What you will do:
**A.** Transcribe the passage of the financial statement notes starting with "Foreign Currency Exchange Translation" and going on through "comprehensive income (loss).".
**B.** List every cost that the financial statement notes say is expensed as incurred.

***** Document segment *****

For our loan receivable from Shurgard Europe, if we determine that it is probable we will be unable to collect all amounts due based on the terms of the loan agreement, we record an impairment charge for any excess of book value over the present value of expected future cash flows.

No impairments were recorded in any of our evaluations for any period presented herein.

Revenue and Expense Recognition

Rental income, which is generally earned pursuant to month-to-month leases for storage space, as well as late charges and administrative fees, are recognized as earned.  Promotional discounts reduce rental income over the promotional period.  Ancillary revenues and interest and other income are recognized when earned.  Equity in earnings of unconsolidated real estate entities represents our pro-rata share of the earnings of the Unconsolidated Real Estate Entities. 

We accrue for property tax expense based upon actual amounts billed and, in some circumstances, estimates and historical trends when bills or assessments have not been received from the taxing authorities or such bills and assessments are in dispute.  If these estimates are incorrect, the timing and amount of expense recognition could be incorrect.  Cost of operations, general and administrative expense, interest expense, as well as television and other advertising expenditures are expensed as incurred. 

Foreign Currency Exchange Translation

The local currency (primarily the Euro) is the functional currency for our interests in foreign operations.  The related balance sheet amounts are translated into U.S. Dollars at the exchange rates at the respective financial statement date, while amounts on our statements of income are translated at the average exchange rates during the respective period.  The Euro was translated at exchange rates of approximately 1.375 U.S. Dollars per Euro at March 31, 2014 (1.377 at December 31, 2013), and average exchange rates of 1.370 and 1.320 for the three months ended March 31, 2014 and 2013, respectively.  Cumulative translation adjustments, to the extent not included in cumulative net income, are included in equity as a component of accumulated other comprehensive income (loss).

 

11

 


 

PUBLIC STORAGE

NOTES TO FINANCIAL STATEMENTS

March 31, 2014

(Unaudited)

 

 

 

Comprehensive Income (Loss)

Total comprehensive income (loss) represents net income, adjusted for changes in other comprehensive income (loss) for the applicable period.  The aggregate foreign currency exchange gains and losses reflected on our statements of comprehensive income are comprised primarily of foreign currency exchange gains and losses on our investment in, and loan receivable from, Shurgard Europe.

Discontinued Operations

In April 2014, the Financial Accounting Standards Board (“FASB”) issued an accounting standard (ASU No. 2014-08) that requires us to classify as discontinued operations the operating results for those facility disposals that represent a strategic shift and have a major impact upon operations, as compared to presenting all facility disposals as discontinued operations under the previous standard.  Prospective application is required. As the standard encourages, we are early adopting the standard on January 1, 2014.  The adoption of ASU No. 2014-08 had no impact on our financial condition or results of operations.

***** Excerpted records *****

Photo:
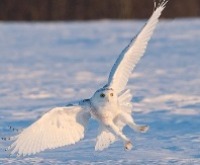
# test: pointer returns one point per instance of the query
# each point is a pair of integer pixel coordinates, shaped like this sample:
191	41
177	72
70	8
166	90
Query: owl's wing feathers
60	126
130	56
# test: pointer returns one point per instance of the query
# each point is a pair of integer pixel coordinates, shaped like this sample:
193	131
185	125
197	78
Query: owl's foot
143	128
128	146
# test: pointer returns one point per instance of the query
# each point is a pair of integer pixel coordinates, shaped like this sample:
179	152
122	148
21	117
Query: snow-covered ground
43	65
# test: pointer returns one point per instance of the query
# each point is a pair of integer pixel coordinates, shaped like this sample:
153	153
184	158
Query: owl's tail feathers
125	117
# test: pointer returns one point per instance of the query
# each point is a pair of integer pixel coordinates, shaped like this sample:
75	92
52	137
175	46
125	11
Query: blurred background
52	10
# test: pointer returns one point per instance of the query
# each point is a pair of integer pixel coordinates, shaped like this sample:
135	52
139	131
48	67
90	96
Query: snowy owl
110	106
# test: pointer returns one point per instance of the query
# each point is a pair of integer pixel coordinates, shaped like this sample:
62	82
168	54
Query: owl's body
111	106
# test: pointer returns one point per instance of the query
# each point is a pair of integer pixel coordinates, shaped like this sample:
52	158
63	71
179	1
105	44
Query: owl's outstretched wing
60	126
130	56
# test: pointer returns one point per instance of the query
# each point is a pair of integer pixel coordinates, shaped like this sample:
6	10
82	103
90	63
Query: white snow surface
43	65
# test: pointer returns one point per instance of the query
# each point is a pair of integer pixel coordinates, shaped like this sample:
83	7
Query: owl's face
104	96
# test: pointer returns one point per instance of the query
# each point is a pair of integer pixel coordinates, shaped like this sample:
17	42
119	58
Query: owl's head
104	96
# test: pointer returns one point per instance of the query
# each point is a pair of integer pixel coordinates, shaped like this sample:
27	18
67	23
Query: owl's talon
144	128
128	146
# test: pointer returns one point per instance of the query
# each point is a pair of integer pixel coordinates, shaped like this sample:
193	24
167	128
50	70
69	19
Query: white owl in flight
111	106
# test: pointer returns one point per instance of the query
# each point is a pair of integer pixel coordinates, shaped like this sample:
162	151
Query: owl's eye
102	95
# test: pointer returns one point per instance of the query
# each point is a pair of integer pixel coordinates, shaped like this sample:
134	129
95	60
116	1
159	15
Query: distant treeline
40	10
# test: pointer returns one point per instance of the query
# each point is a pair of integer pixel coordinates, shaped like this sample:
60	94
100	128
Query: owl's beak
107	98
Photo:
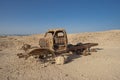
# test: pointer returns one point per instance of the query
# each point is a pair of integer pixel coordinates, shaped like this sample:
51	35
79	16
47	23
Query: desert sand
101	65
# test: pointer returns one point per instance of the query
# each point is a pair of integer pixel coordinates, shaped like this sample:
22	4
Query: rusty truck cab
59	39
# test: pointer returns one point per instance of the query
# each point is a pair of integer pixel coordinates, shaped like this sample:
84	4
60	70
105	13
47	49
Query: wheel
60	60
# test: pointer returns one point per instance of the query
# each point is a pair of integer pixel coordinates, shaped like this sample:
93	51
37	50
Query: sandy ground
101	65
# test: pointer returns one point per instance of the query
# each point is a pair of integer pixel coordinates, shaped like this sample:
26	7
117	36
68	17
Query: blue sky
37	16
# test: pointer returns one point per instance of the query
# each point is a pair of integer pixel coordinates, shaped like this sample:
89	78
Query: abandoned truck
54	44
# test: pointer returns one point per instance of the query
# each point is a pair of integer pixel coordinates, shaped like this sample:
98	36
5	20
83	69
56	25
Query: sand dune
101	65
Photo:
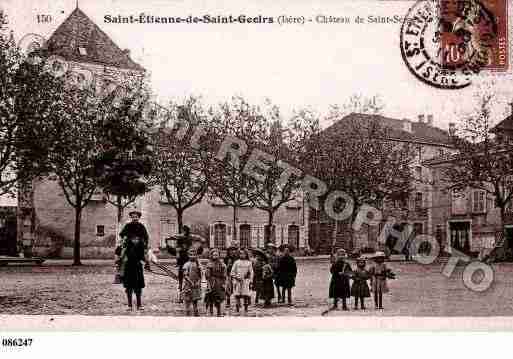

*****

Responses per task:
**A.**
Foreign Currency Exchange Translation

The local currency (primarily the Euro) is the functional currency for our interests in foreign operations.  The related balance sheet amounts are translated into U.S. Dollars at the exchange rates at the respective financial statement date, while amounts on our statements of income are translated at the average exchange rates during the respective period.  The Euro was translated at exchange rates of approximately 1.375 U.S. Dollars per Euro at March 31, 2014 (1.377 at December 31, 2013), and average exchange rates of 1.370 and 1.320 for the three months ended March 31, 2014 and 2013, respectively.  Cumulative translation adjustments, to the extent not included in cumulative net income, are included in equity as a component of accumulated other comprehensive income (loss).

**B.**
- Cost of operations
- General and administrative expense
- Interest expense
- Television and other advertising expenditures